Task requirements:
Rewrite the lines from the one with "Highlight paved walkway in the image above." up to and including the one with "[120, 3, 293, 190]", putting "stone exterior" in place of "stone facade" and leaving everything else unchanged.

Supplied records:
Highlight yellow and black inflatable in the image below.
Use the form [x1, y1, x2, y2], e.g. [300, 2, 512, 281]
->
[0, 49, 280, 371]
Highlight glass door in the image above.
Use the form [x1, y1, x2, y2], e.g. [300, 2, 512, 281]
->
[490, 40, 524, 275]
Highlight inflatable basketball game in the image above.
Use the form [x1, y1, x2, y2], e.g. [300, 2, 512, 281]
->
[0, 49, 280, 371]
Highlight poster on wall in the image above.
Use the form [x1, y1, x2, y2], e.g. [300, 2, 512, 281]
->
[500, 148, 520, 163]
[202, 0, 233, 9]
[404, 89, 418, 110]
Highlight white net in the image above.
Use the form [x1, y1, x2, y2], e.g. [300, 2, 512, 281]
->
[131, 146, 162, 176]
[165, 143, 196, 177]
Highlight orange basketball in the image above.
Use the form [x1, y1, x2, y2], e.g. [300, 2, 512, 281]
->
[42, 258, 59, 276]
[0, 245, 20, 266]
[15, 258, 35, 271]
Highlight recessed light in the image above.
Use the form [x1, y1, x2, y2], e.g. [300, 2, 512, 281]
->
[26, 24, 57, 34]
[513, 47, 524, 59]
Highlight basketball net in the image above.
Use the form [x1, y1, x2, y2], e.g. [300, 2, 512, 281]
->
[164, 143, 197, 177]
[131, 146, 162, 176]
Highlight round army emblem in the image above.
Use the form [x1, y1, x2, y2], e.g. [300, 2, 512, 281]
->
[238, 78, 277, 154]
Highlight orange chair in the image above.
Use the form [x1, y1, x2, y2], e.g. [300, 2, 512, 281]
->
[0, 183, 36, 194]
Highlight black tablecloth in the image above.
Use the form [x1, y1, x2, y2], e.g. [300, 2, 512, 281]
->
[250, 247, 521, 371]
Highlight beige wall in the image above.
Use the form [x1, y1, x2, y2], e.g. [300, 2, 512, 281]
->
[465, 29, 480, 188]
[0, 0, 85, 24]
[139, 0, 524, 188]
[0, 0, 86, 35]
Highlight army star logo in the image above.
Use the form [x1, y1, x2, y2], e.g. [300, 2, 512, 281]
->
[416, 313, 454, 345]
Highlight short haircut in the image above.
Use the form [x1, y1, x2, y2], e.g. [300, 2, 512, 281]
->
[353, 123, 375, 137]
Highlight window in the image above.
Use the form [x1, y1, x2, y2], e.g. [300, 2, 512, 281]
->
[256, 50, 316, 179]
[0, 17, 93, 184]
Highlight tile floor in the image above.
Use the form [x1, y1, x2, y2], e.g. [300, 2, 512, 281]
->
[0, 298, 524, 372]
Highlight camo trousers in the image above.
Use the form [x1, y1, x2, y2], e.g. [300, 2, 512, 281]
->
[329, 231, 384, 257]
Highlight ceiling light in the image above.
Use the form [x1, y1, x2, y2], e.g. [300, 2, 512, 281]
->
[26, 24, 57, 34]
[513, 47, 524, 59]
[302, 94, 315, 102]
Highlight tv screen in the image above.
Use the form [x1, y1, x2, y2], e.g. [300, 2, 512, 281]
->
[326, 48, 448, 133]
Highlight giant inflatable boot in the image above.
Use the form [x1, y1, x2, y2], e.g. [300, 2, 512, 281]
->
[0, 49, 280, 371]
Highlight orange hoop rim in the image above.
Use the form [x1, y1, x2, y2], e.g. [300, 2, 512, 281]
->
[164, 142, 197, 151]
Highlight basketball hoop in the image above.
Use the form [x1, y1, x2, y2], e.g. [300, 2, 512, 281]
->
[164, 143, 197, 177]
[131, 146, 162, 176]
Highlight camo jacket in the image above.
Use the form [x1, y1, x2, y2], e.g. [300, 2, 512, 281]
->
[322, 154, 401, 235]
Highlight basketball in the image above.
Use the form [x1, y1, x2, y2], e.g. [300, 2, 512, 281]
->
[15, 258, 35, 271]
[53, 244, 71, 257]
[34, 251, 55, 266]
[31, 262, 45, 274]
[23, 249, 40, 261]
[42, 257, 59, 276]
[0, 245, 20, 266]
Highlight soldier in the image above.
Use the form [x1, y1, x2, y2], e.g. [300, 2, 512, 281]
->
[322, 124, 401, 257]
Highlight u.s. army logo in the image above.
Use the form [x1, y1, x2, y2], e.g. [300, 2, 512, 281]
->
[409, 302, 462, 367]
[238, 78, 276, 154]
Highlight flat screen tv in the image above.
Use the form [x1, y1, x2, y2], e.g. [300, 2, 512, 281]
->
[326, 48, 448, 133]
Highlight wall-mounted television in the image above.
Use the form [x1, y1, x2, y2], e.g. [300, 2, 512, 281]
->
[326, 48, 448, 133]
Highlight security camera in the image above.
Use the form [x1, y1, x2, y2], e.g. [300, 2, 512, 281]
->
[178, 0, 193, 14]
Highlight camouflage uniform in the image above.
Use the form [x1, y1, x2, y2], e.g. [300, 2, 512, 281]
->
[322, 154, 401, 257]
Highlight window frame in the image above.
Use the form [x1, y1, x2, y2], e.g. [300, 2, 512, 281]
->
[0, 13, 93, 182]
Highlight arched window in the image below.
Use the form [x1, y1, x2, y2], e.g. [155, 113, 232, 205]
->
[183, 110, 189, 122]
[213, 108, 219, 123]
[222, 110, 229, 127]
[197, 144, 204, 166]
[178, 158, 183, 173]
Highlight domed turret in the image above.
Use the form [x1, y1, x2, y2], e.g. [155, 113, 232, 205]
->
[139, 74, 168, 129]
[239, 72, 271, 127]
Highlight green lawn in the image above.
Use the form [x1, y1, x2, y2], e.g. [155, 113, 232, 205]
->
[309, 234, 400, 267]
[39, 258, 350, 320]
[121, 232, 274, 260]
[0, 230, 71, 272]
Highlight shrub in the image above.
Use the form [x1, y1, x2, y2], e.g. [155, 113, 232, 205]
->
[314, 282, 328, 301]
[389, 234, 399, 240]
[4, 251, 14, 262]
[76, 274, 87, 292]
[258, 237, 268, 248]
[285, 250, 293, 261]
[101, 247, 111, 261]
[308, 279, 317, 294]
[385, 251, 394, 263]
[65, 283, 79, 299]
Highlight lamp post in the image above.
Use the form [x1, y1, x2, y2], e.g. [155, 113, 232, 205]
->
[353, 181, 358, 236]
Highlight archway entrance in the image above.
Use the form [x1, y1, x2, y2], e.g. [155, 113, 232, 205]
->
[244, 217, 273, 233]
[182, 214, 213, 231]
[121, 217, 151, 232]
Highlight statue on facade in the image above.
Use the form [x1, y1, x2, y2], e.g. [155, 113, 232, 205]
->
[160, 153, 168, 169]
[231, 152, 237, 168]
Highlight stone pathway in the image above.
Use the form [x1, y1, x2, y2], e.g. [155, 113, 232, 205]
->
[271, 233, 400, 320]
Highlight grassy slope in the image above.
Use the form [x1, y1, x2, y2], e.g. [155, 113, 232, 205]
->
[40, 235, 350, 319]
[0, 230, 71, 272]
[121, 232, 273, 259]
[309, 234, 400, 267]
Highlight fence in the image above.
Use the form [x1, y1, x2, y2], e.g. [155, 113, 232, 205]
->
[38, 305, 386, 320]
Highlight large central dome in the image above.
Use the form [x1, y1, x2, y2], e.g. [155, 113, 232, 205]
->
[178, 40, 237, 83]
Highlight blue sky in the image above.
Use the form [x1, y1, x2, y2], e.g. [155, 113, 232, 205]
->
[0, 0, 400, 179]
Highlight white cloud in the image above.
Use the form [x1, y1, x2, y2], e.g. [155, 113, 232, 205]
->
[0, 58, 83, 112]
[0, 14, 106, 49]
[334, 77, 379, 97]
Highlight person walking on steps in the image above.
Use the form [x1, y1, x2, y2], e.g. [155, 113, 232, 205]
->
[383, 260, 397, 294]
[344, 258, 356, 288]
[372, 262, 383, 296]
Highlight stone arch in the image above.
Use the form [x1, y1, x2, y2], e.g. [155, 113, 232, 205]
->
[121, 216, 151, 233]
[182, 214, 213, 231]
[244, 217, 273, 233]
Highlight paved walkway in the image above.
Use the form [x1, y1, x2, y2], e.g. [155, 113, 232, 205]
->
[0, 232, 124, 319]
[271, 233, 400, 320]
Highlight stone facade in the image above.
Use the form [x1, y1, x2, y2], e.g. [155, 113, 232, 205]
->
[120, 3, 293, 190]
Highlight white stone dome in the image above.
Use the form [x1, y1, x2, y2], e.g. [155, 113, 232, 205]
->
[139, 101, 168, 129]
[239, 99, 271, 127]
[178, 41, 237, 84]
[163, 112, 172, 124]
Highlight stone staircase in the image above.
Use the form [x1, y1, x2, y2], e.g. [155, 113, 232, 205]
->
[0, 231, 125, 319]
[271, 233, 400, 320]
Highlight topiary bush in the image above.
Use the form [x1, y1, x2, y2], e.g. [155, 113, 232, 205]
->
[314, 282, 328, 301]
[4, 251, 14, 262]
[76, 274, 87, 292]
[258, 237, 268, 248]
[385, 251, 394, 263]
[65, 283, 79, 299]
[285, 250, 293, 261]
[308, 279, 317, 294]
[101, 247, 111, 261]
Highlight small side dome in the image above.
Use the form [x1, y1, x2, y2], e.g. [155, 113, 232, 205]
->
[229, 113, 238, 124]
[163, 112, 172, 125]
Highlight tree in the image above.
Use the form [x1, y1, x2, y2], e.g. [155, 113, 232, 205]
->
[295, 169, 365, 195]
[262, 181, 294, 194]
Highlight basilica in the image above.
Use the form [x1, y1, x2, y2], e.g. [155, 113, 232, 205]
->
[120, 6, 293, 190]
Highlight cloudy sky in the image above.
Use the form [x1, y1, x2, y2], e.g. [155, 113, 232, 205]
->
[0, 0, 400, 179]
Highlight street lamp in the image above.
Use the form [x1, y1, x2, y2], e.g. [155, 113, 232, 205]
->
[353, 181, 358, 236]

Exercise solution:
Highlight paved walkway in the image above.
Use the form [x1, y1, x2, y2], e.g. [155, 113, 232, 205]
->
[0, 232, 124, 319]
[271, 233, 400, 320]
Highlight stone exterior in the image above.
Use the form [x1, y1, x2, y2], e.g. [155, 113, 232, 205]
->
[120, 3, 293, 190]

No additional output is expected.